> YOUR TASK
Please return the full listing below without altering anything.

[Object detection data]
################
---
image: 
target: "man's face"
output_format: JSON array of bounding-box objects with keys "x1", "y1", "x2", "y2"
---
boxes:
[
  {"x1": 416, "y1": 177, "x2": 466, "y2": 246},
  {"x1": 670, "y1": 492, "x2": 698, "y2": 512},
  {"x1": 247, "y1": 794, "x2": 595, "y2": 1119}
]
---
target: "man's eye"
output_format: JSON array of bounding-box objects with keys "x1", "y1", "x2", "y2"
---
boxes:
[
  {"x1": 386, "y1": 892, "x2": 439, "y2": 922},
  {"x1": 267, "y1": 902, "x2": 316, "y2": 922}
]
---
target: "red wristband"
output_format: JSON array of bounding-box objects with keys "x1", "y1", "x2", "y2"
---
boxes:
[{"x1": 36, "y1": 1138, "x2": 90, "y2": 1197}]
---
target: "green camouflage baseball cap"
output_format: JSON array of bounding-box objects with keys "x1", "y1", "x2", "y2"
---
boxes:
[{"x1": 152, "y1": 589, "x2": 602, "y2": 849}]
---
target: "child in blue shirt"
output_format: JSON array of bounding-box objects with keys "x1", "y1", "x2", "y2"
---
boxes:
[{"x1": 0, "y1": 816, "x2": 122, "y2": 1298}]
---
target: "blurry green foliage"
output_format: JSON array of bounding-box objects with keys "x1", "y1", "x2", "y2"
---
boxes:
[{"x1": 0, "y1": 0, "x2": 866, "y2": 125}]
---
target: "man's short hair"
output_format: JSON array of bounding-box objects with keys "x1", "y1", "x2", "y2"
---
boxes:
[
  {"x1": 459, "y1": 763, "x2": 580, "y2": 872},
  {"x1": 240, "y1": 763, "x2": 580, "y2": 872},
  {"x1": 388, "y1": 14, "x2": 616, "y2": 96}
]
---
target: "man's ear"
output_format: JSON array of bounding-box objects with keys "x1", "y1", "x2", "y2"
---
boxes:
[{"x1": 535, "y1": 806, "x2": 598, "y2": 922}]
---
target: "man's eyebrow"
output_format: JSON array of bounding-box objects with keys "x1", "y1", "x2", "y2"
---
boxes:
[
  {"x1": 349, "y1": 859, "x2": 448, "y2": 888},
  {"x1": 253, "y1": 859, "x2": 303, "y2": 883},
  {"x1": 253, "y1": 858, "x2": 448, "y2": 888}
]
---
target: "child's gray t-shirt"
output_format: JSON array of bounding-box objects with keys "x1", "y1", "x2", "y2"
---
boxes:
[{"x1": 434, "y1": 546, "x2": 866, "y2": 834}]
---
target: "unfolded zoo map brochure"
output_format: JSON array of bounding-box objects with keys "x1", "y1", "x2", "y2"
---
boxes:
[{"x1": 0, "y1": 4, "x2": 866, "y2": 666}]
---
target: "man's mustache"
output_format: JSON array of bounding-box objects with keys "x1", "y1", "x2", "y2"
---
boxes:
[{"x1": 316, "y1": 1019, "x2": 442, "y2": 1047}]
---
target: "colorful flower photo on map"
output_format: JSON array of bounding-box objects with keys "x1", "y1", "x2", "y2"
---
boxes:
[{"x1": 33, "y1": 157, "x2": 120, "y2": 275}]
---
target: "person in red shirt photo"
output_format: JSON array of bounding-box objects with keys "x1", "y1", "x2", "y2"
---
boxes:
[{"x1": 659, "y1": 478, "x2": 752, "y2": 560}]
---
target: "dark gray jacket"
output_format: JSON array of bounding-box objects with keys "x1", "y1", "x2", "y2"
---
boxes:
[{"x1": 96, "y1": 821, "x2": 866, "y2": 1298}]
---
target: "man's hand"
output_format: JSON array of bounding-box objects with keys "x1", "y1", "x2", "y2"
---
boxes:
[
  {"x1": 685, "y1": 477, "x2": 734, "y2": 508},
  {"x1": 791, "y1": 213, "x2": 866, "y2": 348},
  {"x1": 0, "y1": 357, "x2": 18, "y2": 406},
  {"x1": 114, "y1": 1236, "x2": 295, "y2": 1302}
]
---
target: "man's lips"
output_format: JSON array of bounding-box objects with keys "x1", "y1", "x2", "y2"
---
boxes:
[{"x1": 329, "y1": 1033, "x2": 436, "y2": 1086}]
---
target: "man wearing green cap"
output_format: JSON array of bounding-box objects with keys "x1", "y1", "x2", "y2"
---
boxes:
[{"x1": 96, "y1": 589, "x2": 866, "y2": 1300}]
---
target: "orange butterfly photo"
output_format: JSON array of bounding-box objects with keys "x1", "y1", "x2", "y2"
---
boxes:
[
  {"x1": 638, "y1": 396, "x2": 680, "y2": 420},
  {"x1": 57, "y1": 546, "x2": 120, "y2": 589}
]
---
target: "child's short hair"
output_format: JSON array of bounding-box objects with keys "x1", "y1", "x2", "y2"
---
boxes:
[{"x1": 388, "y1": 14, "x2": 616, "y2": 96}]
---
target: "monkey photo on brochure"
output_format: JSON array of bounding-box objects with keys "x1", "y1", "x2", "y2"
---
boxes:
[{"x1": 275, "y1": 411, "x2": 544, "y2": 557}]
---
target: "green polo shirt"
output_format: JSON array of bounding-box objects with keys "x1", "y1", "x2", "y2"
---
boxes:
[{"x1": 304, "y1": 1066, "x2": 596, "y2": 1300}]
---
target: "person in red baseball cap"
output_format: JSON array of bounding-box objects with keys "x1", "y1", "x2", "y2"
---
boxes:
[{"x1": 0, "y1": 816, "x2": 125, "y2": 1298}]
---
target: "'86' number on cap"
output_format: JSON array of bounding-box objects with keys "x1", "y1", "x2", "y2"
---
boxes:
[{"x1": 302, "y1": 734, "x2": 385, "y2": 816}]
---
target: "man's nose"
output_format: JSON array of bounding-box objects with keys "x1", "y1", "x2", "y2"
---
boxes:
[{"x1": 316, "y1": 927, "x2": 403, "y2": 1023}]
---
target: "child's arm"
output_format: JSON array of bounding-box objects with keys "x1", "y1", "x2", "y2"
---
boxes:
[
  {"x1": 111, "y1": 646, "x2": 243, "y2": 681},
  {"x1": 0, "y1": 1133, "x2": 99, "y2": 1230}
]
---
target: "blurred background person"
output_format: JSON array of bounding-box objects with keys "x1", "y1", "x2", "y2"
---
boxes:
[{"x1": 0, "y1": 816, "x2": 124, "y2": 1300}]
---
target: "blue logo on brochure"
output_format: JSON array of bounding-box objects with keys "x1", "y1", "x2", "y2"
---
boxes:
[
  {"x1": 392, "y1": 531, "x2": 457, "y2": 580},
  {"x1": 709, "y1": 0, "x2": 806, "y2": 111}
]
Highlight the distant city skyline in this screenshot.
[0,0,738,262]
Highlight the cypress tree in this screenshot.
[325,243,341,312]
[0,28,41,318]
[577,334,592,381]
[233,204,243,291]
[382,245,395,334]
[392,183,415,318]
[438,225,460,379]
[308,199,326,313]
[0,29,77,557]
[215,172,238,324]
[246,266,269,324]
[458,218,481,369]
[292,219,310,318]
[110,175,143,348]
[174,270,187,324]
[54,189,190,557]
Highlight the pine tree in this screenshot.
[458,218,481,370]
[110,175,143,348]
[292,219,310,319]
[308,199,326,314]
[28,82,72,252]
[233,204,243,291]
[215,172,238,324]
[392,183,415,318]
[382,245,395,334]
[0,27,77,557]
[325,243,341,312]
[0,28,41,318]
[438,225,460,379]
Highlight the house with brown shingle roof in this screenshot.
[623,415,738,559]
################
> EXERCISE RESPONSE
---
image: 
target: "man's face"
output_format: JSON array of bounding-box objects with keys "x1", "y1", "x2", "y2"
---
boxes:
[
  {"x1": 416, "y1": 177, "x2": 466, "y2": 246},
  {"x1": 670, "y1": 492, "x2": 698, "y2": 512},
  {"x1": 247, "y1": 794, "x2": 595, "y2": 1119}
]
---
target: "man's eye"
output_format: JSON array of bounding-box objects with keys "x1", "y1", "x2", "y2"
---
boxes:
[
  {"x1": 386, "y1": 892, "x2": 439, "y2": 922},
  {"x1": 267, "y1": 902, "x2": 316, "y2": 922}
]
---
target: "red wristband"
output_format: JSON array of bounding-box objects with keys "x1", "y1", "x2", "y2"
---
boxes:
[{"x1": 36, "y1": 1138, "x2": 90, "y2": 1197}]
---
target: "green camouflage baseball cap"
output_format: JSON array of bounding-box objects with keys "x1", "y1", "x2", "y2"
---
boxes:
[{"x1": 152, "y1": 589, "x2": 602, "y2": 849}]
---
target: "child in blue shirt"
output_format: JSON array of bounding-box objects with keys "x1", "y1", "x2", "y2"
---
boxes:
[{"x1": 0, "y1": 816, "x2": 122, "y2": 1298}]
---
target: "blurry green foliage"
output_format: JSON array of bounding-box objects with keys "x1", "y1", "x2", "y2"
---
boxes:
[{"x1": 0, "y1": 0, "x2": 866, "y2": 125}]
---
target: "man's short hair"
output_format: JSON array of bounding-box objects with keys "x1", "y1", "x2", "y2"
---
boxes:
[
  {"x1": 459, "y1": 763, "x2": 580, "y2": 872},
  {"x1": 240, "y1": 763, "x2": 580, "y2": 872},
  {"x1": 388, "y1": 14, "x2": 616, "y2": 96}
]
---
target: "man's ear"
output_format: JSON array of bounding-box objects with keys "x1", "y1", "x2", "y2"
---
boxes:
[{"x1": 535, "y1": 806, "x2": 598, "y2": 922}]
---
target: "man's eyebrow"
output_format: JSON array of bounding-box objects with keys "x1", "y1", "x2", "y2"
---
boxes:
[
  {"x1": 349, "y1": 859, "x2": 448, "y2": 888},
  {"x1": 253, "y1": 859, "x2": 303, "y2": 883},
  {"x1": 253, "y1": 858, "x2": 448, "y2": 888}
]
---
target: "child's gray t-shirt"
output_format: JSON array of bounding-box objects with keys "x1", "y1", "x2", "y2"
---
boxes:
[{"x1": 434, "y1": 546, "x2": 866, "y2": 834}]
---
target: "unfolded zoo map brochure"
output_format: JSON array of bounding-box objects with keys "x1", "y1", "x2", "y2"
---
boxes:
[{"x1": 0, "y1": 4, "x2": 866, "y2": 666}]
---
target: "man's mustache"
output_format: JSON array of bounding-box objects with keys "x1", "y1", "x2", "y2"
---
boxes:
[{"x1": 316, "y1": 1019, "x2": 442, "y2": 1047}]
---
target: "colorful flower photo on map"
output_format: JSON array of bounding-box objects with keys "x1", "y1", "x2", "y2"
---
boxes:
[{"x1": 33, "y1": 157, "x2": 120, "y2": 275}]
---
target: "person in red shirt photo"
output_format: JSON array of bounding-box objects with keys "x1", "y1", "x2", "y2"
---
boxes:
[{"x1": 659, "y1": 478, "x2": 752, "y2": 560}]
---
target: "dark gray jacket"
output_format: JSON array of bounding-box objects with keys "x1", "y1", "x2", "y2"
---
boxes:
[{"x1": 96, "y1": 821, "x2": 866, "y2": 1298}]
---
target: "man's hand"
output_format: JSON array of bounding-box objects with keys "x1", "y1", "x2", "y2"
---
boxes:
[
  {"x1": 685, "y1": 477, "x2": 734, "y2": 508},
  {"x1": 791, "y1": 213, "x2": 866, "y2": 348},
  {"x1": 0, "y1": 357, "x2": 18, "y2": 406},
  {"x1": 114, "y1": 1236, "x2": 295, "y2": 1302}
]
---
target: "man's lips"
output_format: JSON array of bounding-box objects with keys "x1", "y1", "x2", "y2"
---
boxes:
[{"x1": 329, "y1": 1033, "x2": 436, "y2": 1086}]
---
target: "man wearing green cap"
output_format: JSON array of bounding-box objects with keys "x1", "y1", "x2", "y2"
---
boxes:
[{"x1": 96, "y1": 589, "x2": 866, "y2": 1300}]
---
target: "orange butterfly photo"
output_format: JSON array of bounding-box objects with keys "x1", "y1", "x2", "y2"
---
boxes:
[
  {"x1": 638, "y1": 396, "x2": 680, "y2": 420},
  {"x1": 57, "y1": 546, "x2": 120, "y2": 589}
]
---
target: "child's short hair"
output_format: JSON array of bounding-box objects with keys "x1", "y1", "x2", "y2"
---
boxes:
[{"x1": 388, "y1": 14, "x2": 616, "y2": 96}]
---
target: "monkey photo on brochure"
output_format: JSON array of bounding-box objects with keys "x1", "y1", "x2", "y2"
---
boxes:
[{"x1": 275, "y1": 411, "x2": 544, "y2": 557}]
---
target: "green polo shirt"
output_format: JSON array of bounding-box objects with keys "x1", "y1", "x2", "y2"
---
boxes:
[{"x1": 304, "y1": 1066, "x2": 596, "y2": 1300}]
---
target: "person in red baseball cap"
output_format: JSON array of bounding-box objects with keys "x1", "y1", "x2", "y2"
---
boxes:
[{"x1": 0, "y1": 816, "x2": 125, "y2": 1298}]
---
target: "'86' number on cap"
output_format: JSON array of bounding-box objects with keys "x1", "y1", "x2", "y2"
---
boxes:
[{"x1": 302, "y1": 734, "x2": 385, "y2": 816}]
---
target: "man's nose"
output_format: JSON array of bounding-box objects with keys "x1", "y1", "x2", "y2"
---
boxes:
[{"x1": 316, "y1": 927, "x2": 403, "y2": 1023}]
---
target: "child's arm"
output_format: JSON array of bounding-box objects with keys "x1", "y1", "x2", "y2"
---
boxes:
[
  {"x1": 111, "y1": 646, "x2": 243, "y2": 681},
  {"x1": 0, "y1": 1133, "x2": 99, "y2": 1230}
]
---
target: "blurred background person"
output_format: JSON array of bounding-box objects with keys "x1", "y1", "x2", "y2"
---
boxes:
[{"x1": 0, "y1": 816, "x2": 124, "y2": 1300}]
---
target: "blue logo on brochure"
output_format: JSON array of bounding-box objects with keys "x1", "y1", "x2", "y2"
---
boxes:
[
  {"x1": 392, "y1": 531, "x2": 457, "y2": 580},
  {"x1": 709, "y1": 0, "x2": 806, "y2": 111}
]
Highlight the distant city skyline in this screenshot.
[0,0,738,262]
Highlight the cypress tree in this screenshot.
[325,243,341,312]
[0,28,41,318]
[577,334,592,381]
[233,204,243,291]
[382,245,395,334]
[392,183,415,318]
[438,225,460,379]
[308,199,326,313]
[0,29,77,557]
[215,172,238,324]
[246,266,269,324]
[458,218,481,369]
[292,219,310,318]
[110,175,143,348]
[174,270,187,324]
[54,189,190,557]
Highlight the pine tree in this screenshot.
[458,218,481,370]
[110,175,143,348]
[292,219,310,319]
[308,199,326,314]
[28,82,72,252]
[233,204,243,291]
[215,172,238,324]
[392,183,415,318]
[382,245,395,334]
[0,27,77,557]
[325,243,341,312]
[0,28,41,318]
[438,225,460,379]
Highlight the house with brown shingle roof in this screenshot.
[623,415,738,559]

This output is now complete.